* START Data to use *

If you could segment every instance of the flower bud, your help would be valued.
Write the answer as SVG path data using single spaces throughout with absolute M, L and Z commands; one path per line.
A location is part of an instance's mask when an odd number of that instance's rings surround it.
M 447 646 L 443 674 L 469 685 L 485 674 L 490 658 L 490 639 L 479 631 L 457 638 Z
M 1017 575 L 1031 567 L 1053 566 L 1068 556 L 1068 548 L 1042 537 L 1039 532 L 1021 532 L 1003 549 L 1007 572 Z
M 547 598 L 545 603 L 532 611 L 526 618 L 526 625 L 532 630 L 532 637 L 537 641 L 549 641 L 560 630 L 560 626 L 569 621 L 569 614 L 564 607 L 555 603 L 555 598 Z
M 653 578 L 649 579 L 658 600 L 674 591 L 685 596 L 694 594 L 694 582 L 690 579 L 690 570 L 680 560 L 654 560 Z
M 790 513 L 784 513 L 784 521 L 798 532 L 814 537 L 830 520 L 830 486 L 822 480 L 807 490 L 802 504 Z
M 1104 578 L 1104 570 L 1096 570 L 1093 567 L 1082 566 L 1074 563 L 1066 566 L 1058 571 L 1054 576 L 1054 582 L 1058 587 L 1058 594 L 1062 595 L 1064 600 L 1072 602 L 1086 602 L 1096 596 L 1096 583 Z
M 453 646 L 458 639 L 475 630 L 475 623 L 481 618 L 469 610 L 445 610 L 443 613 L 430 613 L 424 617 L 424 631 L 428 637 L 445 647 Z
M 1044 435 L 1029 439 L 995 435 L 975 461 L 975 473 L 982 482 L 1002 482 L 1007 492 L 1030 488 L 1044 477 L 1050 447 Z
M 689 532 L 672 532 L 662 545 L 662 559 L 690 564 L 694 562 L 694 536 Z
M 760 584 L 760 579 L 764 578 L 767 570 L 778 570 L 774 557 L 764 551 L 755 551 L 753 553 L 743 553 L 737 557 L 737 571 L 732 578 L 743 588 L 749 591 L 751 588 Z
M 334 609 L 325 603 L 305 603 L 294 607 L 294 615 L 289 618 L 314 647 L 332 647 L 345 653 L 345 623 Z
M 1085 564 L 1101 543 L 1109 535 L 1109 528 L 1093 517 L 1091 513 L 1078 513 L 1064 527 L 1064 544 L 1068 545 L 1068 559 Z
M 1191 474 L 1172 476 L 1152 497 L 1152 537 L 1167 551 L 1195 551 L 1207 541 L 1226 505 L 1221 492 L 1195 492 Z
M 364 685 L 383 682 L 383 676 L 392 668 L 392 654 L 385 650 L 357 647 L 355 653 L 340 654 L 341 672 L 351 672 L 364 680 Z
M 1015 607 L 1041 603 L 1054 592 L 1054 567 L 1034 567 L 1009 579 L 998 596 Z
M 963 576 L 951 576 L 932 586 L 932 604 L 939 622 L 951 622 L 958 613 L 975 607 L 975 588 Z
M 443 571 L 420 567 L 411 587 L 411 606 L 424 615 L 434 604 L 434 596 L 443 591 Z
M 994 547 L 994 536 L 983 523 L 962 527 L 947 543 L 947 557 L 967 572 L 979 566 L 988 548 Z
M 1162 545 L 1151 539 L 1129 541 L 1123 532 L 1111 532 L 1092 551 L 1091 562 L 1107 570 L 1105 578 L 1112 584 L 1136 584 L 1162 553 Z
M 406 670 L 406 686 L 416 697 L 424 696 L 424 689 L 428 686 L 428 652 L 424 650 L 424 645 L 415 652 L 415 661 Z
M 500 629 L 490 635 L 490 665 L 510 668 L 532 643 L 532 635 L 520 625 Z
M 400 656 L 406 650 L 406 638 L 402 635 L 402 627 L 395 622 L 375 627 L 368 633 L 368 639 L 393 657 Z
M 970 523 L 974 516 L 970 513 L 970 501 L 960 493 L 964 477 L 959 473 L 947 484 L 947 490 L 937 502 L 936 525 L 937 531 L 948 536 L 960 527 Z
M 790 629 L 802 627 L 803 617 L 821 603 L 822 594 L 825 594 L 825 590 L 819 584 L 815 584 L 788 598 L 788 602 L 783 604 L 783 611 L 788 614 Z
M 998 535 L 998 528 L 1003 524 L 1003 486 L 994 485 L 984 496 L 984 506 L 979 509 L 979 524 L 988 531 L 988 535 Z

* END Data to use *

Aim:
Transcribe the rows word for word, starting from the first one and ending with the line that contains "M 653 578 L". Include both of those lines and nothing else.

Answer to the exercise:
If you could segment every instance of the flower bud, your help would be valued.
Write the answer as SVG path data using single spaces throughout with absolute M, L and Z commands; one path per line.
A location is part of an instance's mask when an odd number of that instance's rings surround it.
M 447 646 L 443 674 L 469 685 L 485 674 L 490 658 L 490 639 L 479 631 L 457 638 Z
M 1017 575 L 1031 567 L 1053 566 L 1068 556 L 1068 548 L 1042 537 L 1039 532 L 1021 532 L 1003 549 L 1007 572 Z
M 547 598 L 545 603 L 532 611 L 526 618 L 526 625 L 532 630 L 532 637 L 537 641 L 549 641 L 560 630 L 560 626 L 569 621 L 569 614 L 564 607 L 555 603 L 555 598 Z
M 653 578 L 649 579 L 658 600 L 674 591 L 685 596 L 694 594 L 694 582 L 690 579 L 690 570 L 680 560 L 654 560 Z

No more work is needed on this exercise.